TASK TO CARRY OUT →
Reproduce the line containing "Could you please point out the sail logo" in the listing below, then every later line up to the end, precisely as written.

MATERIAL SHOWN below:

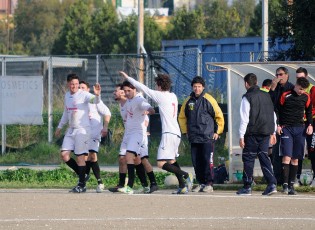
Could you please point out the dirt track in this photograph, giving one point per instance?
(58, 209)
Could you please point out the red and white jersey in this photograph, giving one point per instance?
(168, 106)
(135, 117)
(96, 114)
(76, 109)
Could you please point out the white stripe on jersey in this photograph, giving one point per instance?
(168, 106)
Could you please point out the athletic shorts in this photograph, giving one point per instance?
(76, 140)
(292, 141)
(94, 145)
(168, 149)
(144, 147)
(131, 142)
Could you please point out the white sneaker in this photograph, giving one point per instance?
(199, 188)
(100, 188)
(208, 189)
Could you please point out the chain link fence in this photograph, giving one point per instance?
(181, 65)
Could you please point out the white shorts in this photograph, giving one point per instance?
(144, 147)
(76, 140)
(168, 149)
(94, 145)
(131, 142)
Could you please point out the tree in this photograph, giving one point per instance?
(127, 35)
(296, 25)
(222, 20)
(76, 36)
(37, 24)
(187, 25)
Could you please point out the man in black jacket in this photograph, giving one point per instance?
(257, 130)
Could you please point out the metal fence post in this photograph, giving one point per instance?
(3, 127)
(97, 68)
(50, 99)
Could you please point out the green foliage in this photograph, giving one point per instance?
(76, 36)
(294, 23)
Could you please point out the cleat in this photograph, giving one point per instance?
(181, 191)
(115, 189)
(189, 181)
(207, 189)
(100, 188)
(142, 190)
(244, 192)
(271, 189)
(292, 191)
(126, 190)
(153, 188)
(285, 189)
(78, 189)
(198, 188)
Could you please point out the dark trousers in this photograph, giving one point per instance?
(277, 161)
(257, 145)
(202, 159)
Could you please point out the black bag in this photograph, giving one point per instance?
(220, 174)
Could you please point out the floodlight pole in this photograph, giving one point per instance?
(3, 126)
(265, 21)
(140, 39)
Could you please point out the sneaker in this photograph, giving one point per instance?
(297, 183)
(285, 189)
(207, 188)
(142, 190)
(199, 188)
(115, 189)
(87, 177)
(244, 192)
(153, 188)
(189, 181)
(271, 189)
(292, 191)
(78, 189)
(181, 191)
(100, 188)
(126, 190)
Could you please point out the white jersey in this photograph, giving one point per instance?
(168, 106)
(135, 108)
(96, 114)
(123, 111)
(76, 109)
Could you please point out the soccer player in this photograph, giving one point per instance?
(292, 130)
(168, 148)
(76, 114)
(98, 113)
(136, 109)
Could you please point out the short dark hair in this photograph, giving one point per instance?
(267, 82)
(119, 85)
(72, 76)
(85, 83)
(128, 84)
(250, 79)
(285, 70)
(164, 81)
(198, 79)
(303, 82)
(302, 70)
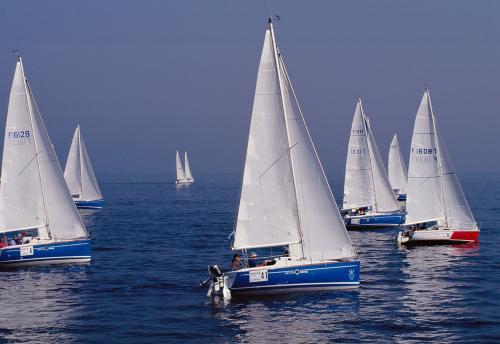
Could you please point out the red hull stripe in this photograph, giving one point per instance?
(465, 235)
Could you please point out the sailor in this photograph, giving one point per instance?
(252, 261)
(235, 262)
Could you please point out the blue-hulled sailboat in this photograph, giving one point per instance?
(396, 169)
(369, 201)
(285, 200)
(39, 223)
(80, 176)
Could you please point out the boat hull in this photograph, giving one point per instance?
(437, 237)
(93, 204)
(298, 278)
(372, 221)
(77, 251)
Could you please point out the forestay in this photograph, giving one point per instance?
(54, 207)
(398, 175)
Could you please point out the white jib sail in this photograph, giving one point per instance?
(398, 175)
(267, 212)
(424, 196)
(21, 198)
(385, 200)
(78, 173)
(324, 235)
(358, 182)
(181, 177)
(59, 212)
(187, 169)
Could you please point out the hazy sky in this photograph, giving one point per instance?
(145, 77)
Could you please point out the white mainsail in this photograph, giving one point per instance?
(398, 175)
(33, 192)
(78, 172)
(285, 197)
(434, 192)
(187, 169)
(181, 176)
(366, 182)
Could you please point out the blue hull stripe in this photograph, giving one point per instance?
(389, 220)
(56, 251)
(95, 204)
(326, 275)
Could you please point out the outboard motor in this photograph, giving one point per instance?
(214, 272)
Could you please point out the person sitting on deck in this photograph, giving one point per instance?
(235, 262)
(3, 241)
(252, 261)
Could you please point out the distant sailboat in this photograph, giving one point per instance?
(80, 176)
(369, 201)
(285, 199)
(398, 175)
(437, 210)
(184, 175)
(39, 223)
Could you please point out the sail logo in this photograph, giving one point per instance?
(351, 274)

End of MATERIAL SHOWN.

RESULT OF THIS EXERCISE →
Could you please point out the sail logo in this photograph, giving one point per instance?
(351, 274)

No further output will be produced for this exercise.